Given exercise A:
Format the pointing dataset rows below as a numbered list, omitting any blank lines.

Excerpt:

□ □ □ □ □ □ □

So what about the hungry ghosts, then? That question lingers, symbolic, insistent, poignant. My friend the Christian now invokes God, which isn’t satisfying initially. Like I said, there is no god in my life. I do, however, palpably sense the existence of non-material reality. I have no name or shape for it, no idea what it is, how it operates, whether there’s an “it” at all. I only know and sense mystery. I have partially recovered from the mechanical and scientific reductionism I grew up on, the result of a few centuries of European “Enlightenment”. So, when she talks about there being love that doesn’t have to come from one person, certainly not from me personally, I have no difficulty. Almost. I still find I must reiterate what she already knows: that I am open, truly open, to whatever this mystery might be, except for the possibility that there is a god there who punishes, who checks and monitors each person’s actions and delivers consequences, and who receives individual requests through prayers and decides who will get what. I cannot get behind this image. In the context of this conversation, it was particularly meaningful, revelatory, I would say, that my friend immediately said this kind of god would not be nonviolent. Yes, I have long known, ever since I heard from Marshall Rosenberg in the early days of studying Nonviolent Communication, that the whole form of thinking that revolves around the concept of “deserve” is at odds with a nonviolent consciousness. I just hadn’t made the amazing leap that even if it’s a god who decides, this category of “deserve” still contributes to separation, to the very essence of what maintains violence on this one sad and beautiful planet.
She recounted stories from the Christian Scriptures, where love came unannounced and created miracles. That helped us both remember the many unexpected ways in which our work, our presence, our willingness to put our actions in the service of what we hold dear, created unexpected results. Just days ago I heard from a dear friend and former student in Japan, who shared with me how one phone call that I had with him in 2008, in which he found the courage to take the leap and come for a yearlong training in the US, was pivotal for a journey that now has him and several other people traveling in Japan and sharing Nonviolent Communication on a visible scale. Then I remembered a former student from the days when I was a teaching assistant at UC Berkeley. This was a young man who was skeptical and cynical about what sociology had to offer. Tall, blond, the kind of man the world tends to open doors to, he sat in class without engaging. Then, two or three years later, he came to visit, and told me just how much what transpired in those classes ultimately helped him confront himself, and the transformation that took him on a journey of service. Magic happens. We just can’t predict or control it. That is simply not given to us.
Yes, I can totally accept there is a source of love, operating by a kind of grace whose nature is simply unknowable to me. I’ve seen it, felt it. I’ve been on its receiving end countless times. I don’t have to understand, and not everything is my responsibility. Maybe that grace, that love, will reach the person I was agonizing about, maybe not. Maybe it is something I did or will do, maybe not. Maybe it’s possible to create a world that works for all, maybe not. Not knowing, the exacting humility of it, requires me only to be truthful, to follow what makes sense to my heart and mind, without knowing, without any assurance from anywhere, without a god to soothe my doubts and despair. Not because it will get results. Only because I am part of that great unfolding of mystery, and I am called to do my part, in this one small, equally mysterious, organism that I occupy while alive.
Please note: “If you want to talk with me, about this blog and beyond, you can always join my ongoing weekly class that brings together people who are committed to implementing these ideas in their lives.”

0 thoughts on “Nonviolence, God, and a Theology of Not Knowing

  1. Thank you for writing and sharing your thoughts. I work in animal rescue, I am a retired Oncology nurse, and I too feel that I am called to do my part to improve the lives of those living now, and those to come. My favorite sentence from your piece is ” Dependence on results cannot but compromise my power.” Such a thought is supportive when things I am working for do not go my way.

  2. Thank you for your thoughts. I’ve been confronting the argument of “it will never change” with. — uphill is a positive direction. It is not easy and we may have to back track, turn around and find a new way forward but we must keep the goal as our marker not the impediments to accomplishment. Once I understood this for myself I was freed up to consider new avenues of approach to my roadblocks.

□ □ □ □ □ □ □

Given exercise B:
In the essay on nonviolence and not knowing, who did the writer first hear from that thinking built on the concept of "deserve" is at odds with a nonviolent consciousness?

[Pointing dataset rows]
□ □ □ □ □ □ □

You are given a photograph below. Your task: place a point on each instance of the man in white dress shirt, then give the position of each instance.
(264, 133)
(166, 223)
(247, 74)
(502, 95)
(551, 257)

□ □ □ □ □ □ □

Task solution A:
1. You are given a photograph below. Your task: place a point on each instance of the man in white dress shirt, then give the position of each instance.
2. (264, 133)
3. (166, 223)
4. (247, 74)
5. (502, 95)
6. (551, 257)

Task solution B:
Marshall Rosenberg.